- EXTRACT TO READ -

Purpose: Approximately 50% of all malignant prostatic tumors contain neuroendocrine cells, which cannot be attributed to small cell prostatic carcinoma or carcinoid-like tumors, and which represent only 1 to 2% of all prostatic malignancies. Only limited data are available concerning the plasma levels of neuroendocrine markers in patients with prostatic tumors. Therefore, we determine the incidence of high plasma levels of neuroendocrine markers in patients with benign and malignant prostatic disease.
Materials and methods: The presence of elevated plasma neuropeptide levels was investigated in 135 patients with prostatic carcinoma and 28 with benign prostatic hyperplasia. Plasma chromogranin A, neurone-specific enolase, substance P, calcitonin, somatostatin, neurotensin and bombesin levels were analyzed by immunoassays, and were compared to clinical and pathological stages of disease. Plasma prostatic acid phosphatase and prostate specific antigen levels were also determined. All patients were followed for at least 2 years after inclusion in the study.

- QUESTIONS TO ANSWER -
#1 Summarize the passage above on plasma neuroendocrine markers in prostatic disease in two sentences.
#2 Write what comes next in the passage on plasma neuroendocrine markers in prostatic disease, starting after its final sentence.

- MATERIAL PROVIDED -
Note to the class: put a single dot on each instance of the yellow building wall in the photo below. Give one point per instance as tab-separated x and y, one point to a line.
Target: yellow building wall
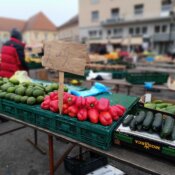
4	36
37	37
152	8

- ANSWER LIST -
#1 About 50% of malignant prostatic tumors contain neuroendocrine cells, but little data exist on plasma levels of neuroendocrine markers in patients with prostatic tumors, so the study sets out to determine how often these levels are high in benign and malignant prostatic disease. In 135 patients with prostatic carcinoma and 28 with benign prostatic hyperplasia, plasma levels of seven neuroendocrine markers were measured by immunoassay and compared to clinical and pathological stages of disease, prostatic acid phosphatase and prostate specific antigen were also measured, and all patients were followed for at least 2 years.

#2
Results: Significantly elevated levels of chromogranin A were detected in 15% of patients with prostatic carcinoma before any treatment. During hormone resistant prostate cancer progression plasma chromogranin A and neuron-specific enolase levels were elevated in 55% and 30% of the patients, respectively. In patients with stage D3 disease survival curves were generated by the Kaplan-Meier method, and log rank analysis revealed a statistically significant difference between groups positive and negative for chromogranin A. Substance P and bombesin were also occasionally elevated in prostatic tumors. Determination of neuroendocrine differentiation by neuron-specific enolase or chromogranin A immunoassays was not helpful in the prediction of progressive localized prostatic carcinoma.
Conclusions: Future studies of plasma neuropeptide levels should confirm whether these parameters can be used as prognostic markers during late progression of prostatic carcinoma or for the selection of patients suitable for evaluation of new antineoplastic drugs to be active against neuroendocrine tumors.